Énoncé:
Répondez aux questions suivantes à partir du texte à lire.
(a) De quelle publication M. Steinman est-il le rédacteur ?
(b) Quelle fonction M. de Kamptz a-t-il exercée ?
(c) D'après le texte à lire, qu'est-ce qui est le plus propre à fonder l'absolutisme ?

Texte à lire:
★ ★ ★
Nous passerons beaucoup plus rapidement sur deux ouvrages qui ne se ressemblent guère et que nous réunissons cependant dans une même indifférence, parce qu’ils marquent pour ainsi dire les deux extrémités les plus extrêmes de la ligne politique dont nous avons attentivement étudié les parties vivantes. C’est une brochure écrite par un communiste assez peu mitigé, c’est un gros livre compilé par un absolutiste déterminé. Placer à côté l’un de l’autre M. Steinman, le rédacteur du Mephistopheles, et M. de Kamptz, l’ancien ministre d’état, cela parait au premier abord une justice fort impertinente. C’est au fond le meilleur correctif qu’on puisse leur donner à chacun. Rien n’est plus propre à fonder l’absolutisme que les théories sociales du communiste, et rien n’est mieux fait pour soulever le communisme avec tous ses désordres que les équivoques et les chicanes du jurisconsulte absolutiste.
★ ★ ★
Données enregistrées:
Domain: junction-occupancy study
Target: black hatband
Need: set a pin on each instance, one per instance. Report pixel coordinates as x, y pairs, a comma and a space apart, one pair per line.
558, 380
★ ★ ★
Corrigé:
(a) Le Mephistopheles.
(b) Il est l'ancien ministre d'état.
(c) Les théories sociales du communiste.